◆ **Exercise instructions**: Reproduce every row below verbatim, keeping each one on its own line.

◆ **Supplied information**:

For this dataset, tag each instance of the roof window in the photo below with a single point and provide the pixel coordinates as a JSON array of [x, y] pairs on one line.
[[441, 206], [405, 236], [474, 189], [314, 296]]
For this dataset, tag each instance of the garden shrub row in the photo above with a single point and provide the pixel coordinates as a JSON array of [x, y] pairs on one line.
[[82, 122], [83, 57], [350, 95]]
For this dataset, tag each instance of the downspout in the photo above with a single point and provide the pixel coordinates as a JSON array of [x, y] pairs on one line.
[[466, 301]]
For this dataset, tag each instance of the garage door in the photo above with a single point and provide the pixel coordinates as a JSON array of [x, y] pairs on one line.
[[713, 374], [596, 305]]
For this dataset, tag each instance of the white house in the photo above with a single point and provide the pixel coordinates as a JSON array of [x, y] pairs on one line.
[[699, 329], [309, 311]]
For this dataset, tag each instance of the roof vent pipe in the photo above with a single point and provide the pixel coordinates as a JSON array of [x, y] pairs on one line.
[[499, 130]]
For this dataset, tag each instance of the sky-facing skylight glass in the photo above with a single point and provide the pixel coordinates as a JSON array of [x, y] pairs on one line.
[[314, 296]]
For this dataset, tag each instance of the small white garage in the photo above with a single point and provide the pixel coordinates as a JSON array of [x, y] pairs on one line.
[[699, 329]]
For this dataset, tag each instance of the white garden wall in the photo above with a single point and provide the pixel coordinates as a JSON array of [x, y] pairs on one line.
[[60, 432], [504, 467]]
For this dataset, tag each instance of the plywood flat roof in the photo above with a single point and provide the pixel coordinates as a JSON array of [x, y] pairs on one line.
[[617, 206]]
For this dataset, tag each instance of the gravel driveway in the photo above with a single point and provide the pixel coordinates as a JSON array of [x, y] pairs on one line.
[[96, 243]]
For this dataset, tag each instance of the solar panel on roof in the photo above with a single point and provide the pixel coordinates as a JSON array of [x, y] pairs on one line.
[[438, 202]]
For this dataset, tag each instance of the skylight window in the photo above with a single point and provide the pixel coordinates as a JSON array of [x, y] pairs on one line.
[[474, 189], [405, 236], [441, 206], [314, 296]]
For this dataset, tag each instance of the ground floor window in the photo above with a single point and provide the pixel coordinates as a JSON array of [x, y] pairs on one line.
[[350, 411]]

◆ **Complete answer**:
For this dataset, tag each instance of the roof window in the photo below with a single point and provide the pixel coordinates as a JSON array of [x, y] pairs on one line.
[[441, 206], [405, 236], [474, 189], [314, 296]]
For this dataset, tag each instance of the garden shrub row in the photo above with a single point and provide the pixel coordinates as a JSON array of [x, y] pairs on one line.
[[82, 122], [83, 57], [350, 95]]
For this dataset, tag each instance of the downspout in the photo above with a single point and provide the pixel coordinates as a JSON array of [x, y] pairs on one line.
[[466, 301]]
For this dataset, tag each instance of the garage door in the photo above with a single point and provide the pixel coordinates as a JSON array of [x, y] pairs on one line.
[[713, 374], [596, 305]]
For this dataset, tag each instance of the white house in the photo above with a single point and provide the pixel coordinates as a JSON array of [x, y] pairs on one line.
[[699, 329], [309, 311]]
For this dataset, tag each instance of the roof vent pipe in the photo above with a single point and provide the pixel coordinates as a JSON array of [x, y] pairs on one line.
[[499, 130]]
For this dataset, tag each instance of the sky-facing skylight glass in the photo above with a single point and provide the pixel coordinates as a JSON array of [x, y] pairs on one line.
[[314, 296]]
For this dataset, tag each instance of the small white garage in the photo above with a single point and provide the pixel coordinates as a JSON array of [x, y] pairs on one line.
[[699, 329]]
For this dataset, tag each instance of the white garden wall in the photo above with a single point and provide the pixel coordinates as a JSON array of [x, y] pairs on one line.
[[60, 432], [504, 467]]
For this dataset, tag each instance of the plywood flat roof in the photo above with a single point and provide the pixel coordinates as a JSON array of [x, y] pairs on one line.
[[617, 206]]
For this dataset, tag each instance of the gravel driveway in the photo above with a single point and provide the pixel coordinates as a JSON array of [x, y] pairs on one line.
[[96, 243]]
For this dataset, tag each instance of the solar panel on roof in the photo above with a single point and provide the pixel coordinates as a JSON array of [x, y] pairs on one line.
[[438, 202]]
For this dataset, tag each instance of the skylight window in the photo above with a single point and provide the pixel coordinates as a JSON array of [x, y] pairs on one line.
[[474, 189], [405, 236], [441, 206], [314, 296]]
For this dataset, tag each instance of the ground floor window in the photo above with a single point and provide the pixel coordinates as a JSON array of [x, y] pairs on one line.
[[350, 411]]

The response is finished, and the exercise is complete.